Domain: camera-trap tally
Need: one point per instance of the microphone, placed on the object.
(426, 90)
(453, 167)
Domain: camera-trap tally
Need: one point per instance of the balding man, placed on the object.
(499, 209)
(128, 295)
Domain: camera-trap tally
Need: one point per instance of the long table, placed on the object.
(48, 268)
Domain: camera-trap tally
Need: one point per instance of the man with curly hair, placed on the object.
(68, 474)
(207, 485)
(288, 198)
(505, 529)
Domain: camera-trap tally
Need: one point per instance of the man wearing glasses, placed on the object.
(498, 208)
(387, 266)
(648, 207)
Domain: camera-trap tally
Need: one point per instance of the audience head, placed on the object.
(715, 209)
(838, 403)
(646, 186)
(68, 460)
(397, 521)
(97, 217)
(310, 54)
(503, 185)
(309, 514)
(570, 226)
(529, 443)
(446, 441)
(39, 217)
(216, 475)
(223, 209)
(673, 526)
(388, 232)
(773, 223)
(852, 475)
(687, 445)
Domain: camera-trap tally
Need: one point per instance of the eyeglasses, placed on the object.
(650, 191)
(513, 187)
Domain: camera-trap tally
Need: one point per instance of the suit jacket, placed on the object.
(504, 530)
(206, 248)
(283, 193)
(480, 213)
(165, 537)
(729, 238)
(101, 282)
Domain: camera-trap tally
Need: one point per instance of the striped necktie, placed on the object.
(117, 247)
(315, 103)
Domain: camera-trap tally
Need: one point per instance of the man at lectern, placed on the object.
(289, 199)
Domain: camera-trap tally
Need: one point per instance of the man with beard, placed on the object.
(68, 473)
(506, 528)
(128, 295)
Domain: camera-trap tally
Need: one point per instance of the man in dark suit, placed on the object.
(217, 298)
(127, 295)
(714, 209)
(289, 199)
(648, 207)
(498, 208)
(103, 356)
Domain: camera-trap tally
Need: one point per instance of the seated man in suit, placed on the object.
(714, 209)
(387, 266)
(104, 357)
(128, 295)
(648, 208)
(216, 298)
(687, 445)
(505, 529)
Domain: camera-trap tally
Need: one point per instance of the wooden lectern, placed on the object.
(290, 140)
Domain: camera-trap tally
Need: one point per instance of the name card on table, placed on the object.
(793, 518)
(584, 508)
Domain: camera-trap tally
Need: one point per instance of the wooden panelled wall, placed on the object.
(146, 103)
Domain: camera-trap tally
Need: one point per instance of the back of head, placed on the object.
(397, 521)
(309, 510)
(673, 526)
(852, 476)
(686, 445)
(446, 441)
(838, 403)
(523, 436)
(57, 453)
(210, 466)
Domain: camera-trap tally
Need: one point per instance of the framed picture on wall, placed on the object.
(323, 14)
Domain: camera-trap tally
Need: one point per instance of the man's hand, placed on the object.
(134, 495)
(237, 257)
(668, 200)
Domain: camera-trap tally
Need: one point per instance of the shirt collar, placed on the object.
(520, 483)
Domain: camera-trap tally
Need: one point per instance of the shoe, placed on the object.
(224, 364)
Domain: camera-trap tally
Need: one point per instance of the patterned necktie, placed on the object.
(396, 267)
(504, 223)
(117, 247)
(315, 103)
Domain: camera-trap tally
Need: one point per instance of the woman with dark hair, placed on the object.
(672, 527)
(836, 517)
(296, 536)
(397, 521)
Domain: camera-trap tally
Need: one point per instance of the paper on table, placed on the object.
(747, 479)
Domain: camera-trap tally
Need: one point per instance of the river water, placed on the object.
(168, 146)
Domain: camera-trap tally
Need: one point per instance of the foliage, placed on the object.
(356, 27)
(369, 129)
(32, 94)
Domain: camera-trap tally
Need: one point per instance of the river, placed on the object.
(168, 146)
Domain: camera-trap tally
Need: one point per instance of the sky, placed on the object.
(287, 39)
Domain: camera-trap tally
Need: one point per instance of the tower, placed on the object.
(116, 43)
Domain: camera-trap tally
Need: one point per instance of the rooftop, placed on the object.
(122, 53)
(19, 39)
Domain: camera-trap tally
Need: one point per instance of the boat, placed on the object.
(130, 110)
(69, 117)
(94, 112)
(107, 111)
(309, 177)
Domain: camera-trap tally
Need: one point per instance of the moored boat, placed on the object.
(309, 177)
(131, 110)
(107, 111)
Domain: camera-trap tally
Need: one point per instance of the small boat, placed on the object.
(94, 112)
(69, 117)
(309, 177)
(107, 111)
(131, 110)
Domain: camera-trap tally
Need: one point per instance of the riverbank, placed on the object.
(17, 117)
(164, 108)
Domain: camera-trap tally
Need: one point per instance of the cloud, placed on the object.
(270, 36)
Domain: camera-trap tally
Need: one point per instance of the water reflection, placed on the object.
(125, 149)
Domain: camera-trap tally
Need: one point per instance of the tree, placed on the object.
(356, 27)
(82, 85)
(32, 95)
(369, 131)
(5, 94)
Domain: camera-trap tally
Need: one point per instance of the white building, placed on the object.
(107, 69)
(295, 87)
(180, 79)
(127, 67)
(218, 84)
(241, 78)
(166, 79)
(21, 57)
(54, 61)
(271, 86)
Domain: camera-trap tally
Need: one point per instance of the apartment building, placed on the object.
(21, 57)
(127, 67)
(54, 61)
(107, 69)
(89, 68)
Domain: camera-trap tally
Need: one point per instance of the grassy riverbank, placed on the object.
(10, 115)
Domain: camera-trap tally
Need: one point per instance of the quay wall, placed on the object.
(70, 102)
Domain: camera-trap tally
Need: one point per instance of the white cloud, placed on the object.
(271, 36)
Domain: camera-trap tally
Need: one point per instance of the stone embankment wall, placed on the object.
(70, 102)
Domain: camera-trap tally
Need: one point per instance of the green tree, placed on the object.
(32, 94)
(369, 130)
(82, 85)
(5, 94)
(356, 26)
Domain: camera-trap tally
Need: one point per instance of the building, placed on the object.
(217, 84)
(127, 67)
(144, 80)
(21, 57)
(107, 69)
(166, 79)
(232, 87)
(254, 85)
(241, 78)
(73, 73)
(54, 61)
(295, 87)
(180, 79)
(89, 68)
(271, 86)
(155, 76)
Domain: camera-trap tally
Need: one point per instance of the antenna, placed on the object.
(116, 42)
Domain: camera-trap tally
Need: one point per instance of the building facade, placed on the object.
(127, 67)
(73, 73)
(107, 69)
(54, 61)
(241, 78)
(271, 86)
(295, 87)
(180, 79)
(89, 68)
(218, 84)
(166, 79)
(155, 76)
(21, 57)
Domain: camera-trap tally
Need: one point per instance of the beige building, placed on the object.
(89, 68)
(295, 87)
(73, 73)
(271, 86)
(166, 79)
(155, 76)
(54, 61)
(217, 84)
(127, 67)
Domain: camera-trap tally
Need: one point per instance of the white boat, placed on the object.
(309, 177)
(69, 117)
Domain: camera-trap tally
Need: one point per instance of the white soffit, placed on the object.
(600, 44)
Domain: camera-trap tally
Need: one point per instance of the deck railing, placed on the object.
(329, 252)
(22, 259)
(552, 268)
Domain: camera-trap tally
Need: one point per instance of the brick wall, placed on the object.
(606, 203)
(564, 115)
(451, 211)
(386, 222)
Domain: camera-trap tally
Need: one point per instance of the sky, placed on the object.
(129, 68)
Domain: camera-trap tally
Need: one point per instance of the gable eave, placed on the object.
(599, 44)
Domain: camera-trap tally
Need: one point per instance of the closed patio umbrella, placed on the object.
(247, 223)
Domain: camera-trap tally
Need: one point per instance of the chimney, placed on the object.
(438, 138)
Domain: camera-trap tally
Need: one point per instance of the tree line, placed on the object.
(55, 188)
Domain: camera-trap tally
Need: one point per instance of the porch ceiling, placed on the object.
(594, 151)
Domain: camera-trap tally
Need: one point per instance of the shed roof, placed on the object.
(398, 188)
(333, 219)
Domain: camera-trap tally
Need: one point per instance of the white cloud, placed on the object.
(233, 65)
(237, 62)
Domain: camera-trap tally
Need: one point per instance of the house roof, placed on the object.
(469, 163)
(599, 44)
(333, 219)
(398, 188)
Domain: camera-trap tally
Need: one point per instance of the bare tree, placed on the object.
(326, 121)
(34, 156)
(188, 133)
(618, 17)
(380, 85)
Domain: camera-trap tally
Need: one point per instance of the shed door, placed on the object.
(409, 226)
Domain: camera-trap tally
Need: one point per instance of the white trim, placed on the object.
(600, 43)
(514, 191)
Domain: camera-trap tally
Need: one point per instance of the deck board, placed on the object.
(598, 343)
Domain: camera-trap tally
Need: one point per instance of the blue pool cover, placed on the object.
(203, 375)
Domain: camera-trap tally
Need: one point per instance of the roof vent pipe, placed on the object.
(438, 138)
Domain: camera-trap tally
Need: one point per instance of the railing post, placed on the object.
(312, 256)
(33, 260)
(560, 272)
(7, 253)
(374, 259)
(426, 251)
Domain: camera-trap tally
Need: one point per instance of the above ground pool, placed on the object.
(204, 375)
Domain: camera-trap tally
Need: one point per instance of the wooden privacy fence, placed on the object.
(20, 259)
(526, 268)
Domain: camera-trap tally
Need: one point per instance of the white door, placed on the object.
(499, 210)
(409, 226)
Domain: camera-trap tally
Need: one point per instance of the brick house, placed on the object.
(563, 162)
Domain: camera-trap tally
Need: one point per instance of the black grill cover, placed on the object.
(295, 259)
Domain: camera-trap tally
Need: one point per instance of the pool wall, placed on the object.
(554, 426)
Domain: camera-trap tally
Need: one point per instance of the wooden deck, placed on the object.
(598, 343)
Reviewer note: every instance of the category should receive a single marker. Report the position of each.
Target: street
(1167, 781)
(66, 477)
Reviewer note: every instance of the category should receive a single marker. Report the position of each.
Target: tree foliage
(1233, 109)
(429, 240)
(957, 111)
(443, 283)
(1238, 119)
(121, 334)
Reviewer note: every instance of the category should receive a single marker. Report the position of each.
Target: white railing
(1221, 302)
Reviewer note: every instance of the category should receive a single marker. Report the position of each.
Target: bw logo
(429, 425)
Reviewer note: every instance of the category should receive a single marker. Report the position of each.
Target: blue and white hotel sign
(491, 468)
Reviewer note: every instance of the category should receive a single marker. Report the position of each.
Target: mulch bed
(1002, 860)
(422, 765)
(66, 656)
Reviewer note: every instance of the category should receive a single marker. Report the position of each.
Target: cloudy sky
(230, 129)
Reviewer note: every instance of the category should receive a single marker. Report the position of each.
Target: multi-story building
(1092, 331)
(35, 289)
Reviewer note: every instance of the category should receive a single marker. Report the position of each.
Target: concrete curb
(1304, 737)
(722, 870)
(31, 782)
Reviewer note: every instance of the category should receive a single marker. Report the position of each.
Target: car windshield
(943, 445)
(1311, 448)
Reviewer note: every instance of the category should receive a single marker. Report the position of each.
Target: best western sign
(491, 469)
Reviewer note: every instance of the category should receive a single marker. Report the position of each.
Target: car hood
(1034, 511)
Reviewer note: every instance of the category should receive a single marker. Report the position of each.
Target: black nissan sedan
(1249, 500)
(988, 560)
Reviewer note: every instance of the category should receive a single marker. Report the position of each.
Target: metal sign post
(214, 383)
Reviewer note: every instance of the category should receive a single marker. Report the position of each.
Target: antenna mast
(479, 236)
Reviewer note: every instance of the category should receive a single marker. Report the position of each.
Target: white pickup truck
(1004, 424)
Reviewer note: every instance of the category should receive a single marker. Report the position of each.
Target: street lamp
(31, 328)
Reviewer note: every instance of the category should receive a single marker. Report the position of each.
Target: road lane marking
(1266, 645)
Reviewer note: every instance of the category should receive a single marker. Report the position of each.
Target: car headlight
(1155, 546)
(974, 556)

* * * *

WHAT THE TASK ASKS
Nothing but the lines from the one with "Target: white pickup truck" through the end of the data above should be repeated, each exactly as it stands.

WRITTEN SOLUTION
Target: white pickup truck
(1004, 424)
Reviewer note: every instance of the category should receive a single marker. Report the position of each.
Target: street lamp
(31, 328)
Reviewer note: every instance of the category should receive a single marker. Report the position of each.
Target: road lane marking
(1266, 645)
Reviewer note: every instance of the category should receive a single marker. Report the position of each.
Target: car headlight
(1155, 546)
(974, 556)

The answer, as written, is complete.